▶ PROBLEM REQUIREMENTS
Copy the material below, changing each occurrence of "side mirror" to "wing mirror" and keeping every other character the same.
□ □ □ □ □ □ □
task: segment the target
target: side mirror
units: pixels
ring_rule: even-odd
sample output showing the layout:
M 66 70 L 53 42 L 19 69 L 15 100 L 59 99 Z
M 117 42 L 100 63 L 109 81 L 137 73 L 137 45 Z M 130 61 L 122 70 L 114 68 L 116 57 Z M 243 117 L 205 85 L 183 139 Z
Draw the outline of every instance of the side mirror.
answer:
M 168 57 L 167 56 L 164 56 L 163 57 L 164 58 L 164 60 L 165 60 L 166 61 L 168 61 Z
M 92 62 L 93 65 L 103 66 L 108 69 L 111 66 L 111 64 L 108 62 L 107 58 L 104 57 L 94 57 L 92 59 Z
□ □ □ □ □ □ □
▶ RESULT OF THE TASK
task: segment the target
target: wing mirror
units: pixels
ring_rule: even-odd
sample output showing the layout:
M 66 70 L 53 42 L 19 69 L 15 100 L 59 99 Z
M 117 42 L 100 63 L 109 81 L 137 73 L 137 45 Z M 130 61 L 122 70 L 114 68 L 116 57 Z M 243 117 L 205 85 L 183 139 Z
Draw the outline of every instance of the wing mirror.
answer:
M 168 57 L 167 56 L 164 56 L 163 57 L 164 58 L 164 60 L 165 60 L 166 61 L 168 61 Z
M 92 62 L 93 65 L 103 66 L 108 69 L 111 66 L 111 64 L 108 62 L 107 58 L 104 57 L 94 57 L 92 59 Z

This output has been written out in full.